TAREA ASIGNADA A: Enumera los trabajos ya realizados por Ehren Kruger que menciona la reseña de La Llave del Mal, sin incluir los guiones que siguen en producción.
TAREA ASIGNADA B: Prolonga la reseña de La Llave del Mal a partir de su última oración.

TEXTO PARA LEER:

Caroline (Kate Hudson), una joven enfermera traumatizada por no haber asistido a su padre en el lecho de muerte, se cansa de la indiferencia reinante en el hospital donde trabaja y decide emplearse por su cuenta. Por mil dólares a la semana acepta cuidar a Ben Deveraux (John Hurt), un anciano apopléjico que agoniza junto a Violet, su excéntrica mujer (Gena Rowlands), en una tétrica mansión situada cerca de Nueva Orleans. Caroline pronto aprecia que en el caserón no hay espejos, que Ben está deseando escapar del lugar, y que Violet no parece dispuesta a satisfacer sus dudas en torno a tales misterios.
En esta película, la estrella es el guionista. Ehren Kruger se ha ganado ese tratamiento gracias a sus trabajos para Arlington Road, Scream 3, Operación Reno o The Ring (I y II). Actualmente se hallan en diversos grados de producción otros guiones suyos como Los Hermanos Grimm, El Talismán y la saga marciana de Edgar Rice Burroughs. Lo suyo es la fantasía y el terror, que en el caso de La Llave del Mal toman la forma de un cuento gótico beneficiado por las localizaciones, una morbosa obsesión por los efectos de la magia y los estragos de la edad, y un final sorprendente.

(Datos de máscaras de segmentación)

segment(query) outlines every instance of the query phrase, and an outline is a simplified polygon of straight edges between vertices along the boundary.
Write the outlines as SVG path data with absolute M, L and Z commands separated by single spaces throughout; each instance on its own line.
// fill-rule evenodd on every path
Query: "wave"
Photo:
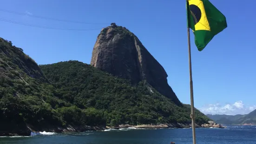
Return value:
M 29 137 L 30 136 L 0 136 L 0 137 Z
M 46 131 L 44 131 L 43 132 L 39 131 L 39 132 L 31 131 L 31 133 L 30 133 L 30 136 L 33 136 L 37 135 L 52 135 L 55 134 L 55 132 L 46 132 Z
M 128 127 L 125 128 L 121 128 L 119 129 L 109 129 L 108 130 L 105 130 L 104 131 L 131 131 L 134 130 L 143 130 L 145 129 L 144 128 L 136 128 L 135 127 Z

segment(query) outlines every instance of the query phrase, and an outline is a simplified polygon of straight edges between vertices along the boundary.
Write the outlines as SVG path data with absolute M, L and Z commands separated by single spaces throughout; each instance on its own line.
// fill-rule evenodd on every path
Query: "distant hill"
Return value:
M 206 115 L 216 123 L 223 124 L 246 124 L 256 125 L 256 110 L 246 115 Z
M 112 40 L 104 44 L 119 53 L 105 55 L 101 51 L 112 51 L 96 46 L 94 65 L 69 61 L 39 66 L 21 48 L 0 38 L 0 136 L 126 124 L 190 126 L 190 105 L 178 100 L 164 70 L 137 37 L 114 26 L 103 29 L 98 38 L 116 39 L 117 47 L 107 45 Z M 120 56 L 127 49 L 131 55 Z M 120 65 L 113 65 L 119 61 Z M 199 125 L 210 120 L 197 109 L 195 115 Z

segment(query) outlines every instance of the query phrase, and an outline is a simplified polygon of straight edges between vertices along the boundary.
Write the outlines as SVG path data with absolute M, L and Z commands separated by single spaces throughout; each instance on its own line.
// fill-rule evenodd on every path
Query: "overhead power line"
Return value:
M 20 15 L 26 15 L 26 16 L 28 16 L 34 17 L 34 18 L 43 19 L 48 20 L 59 21 L 66 22 L 71 22 L 71 23 L 79 23 L 79 24 L 93 24 L 93 25 L 103 25 L 103 24 L 105 25 L 105 24 L 107 24 L 106 23 L 100 23 L 84 22 L 78 21 L 72 21 L 72 20 L 66 20 L 58 19 L 55 19 L 55 18 L 46 17 L 40 16 L 38 16 L 38 15 L 32 15 L 32 14 L 29 14 L 26 13 L 19 13 L 19 12 L 11 11 L 9 11 L 9 10 L 2 9 L 0 9 L 0 11 L 7 12 L 7 13 L 15 13 L 15 14 L 20 14 Z
M 13 23 L 13 24 L 16 24 L 24 25 L 24 26 L 27 26 L 36 27 L 40 27 L 40 28 L 46 28 L 46 29 L 60 30 L 66 30 L 66 31 L 92 31 L 92 30 L 100 30 L 100 29 L 102 29 L 102 28 L 98 28 L 98 29 L 76 29 L 59 28 L 54 28 L 54 27 L 51 27 L 43 26 L 37 26 L 37 25 L 33 25 L 25 24 L 25 23 L 22 23 L 19 22 L 18 22 L 18 21 L 12 21 L 12 20 L 8 20 L 3 19 L 0 19 L 0 20 L 3 21 L 5 21 L 5 22 L 10 22 L 10 23 Z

RESULTADO A:
- Arlington Road
- Scream 3
- Operación Reno
- The Ring (I y II)

RESULTADO B:
Por lo demás el esquema de la historia está muy manido. Una heroína se enfrenta sin apoyos a secretos atrapados en desvanes que una vez desencadenados arrojan una luz siniestra sobre el presente que la rodea y amenazan su vida. Y su desarrollo, así como la realización del mediocre Iain Softley (Las alas de la paloma, K-Pax) no pasan de lo correcto. A lo largo de los largos 105 minutos que dura el filme hay numerosas caídas de ritmo. Seguimos lo que pasa y, más o menos, intuimos cómo acabará la película. Sin embargo a Kruger y Softley parece que se les olvida disimularlo o dramatizarlo, y muchas escenas no sirven al propósito de hacer avanzar la narración: se agotan en sí mismas, son redundantes o carecen de tensión.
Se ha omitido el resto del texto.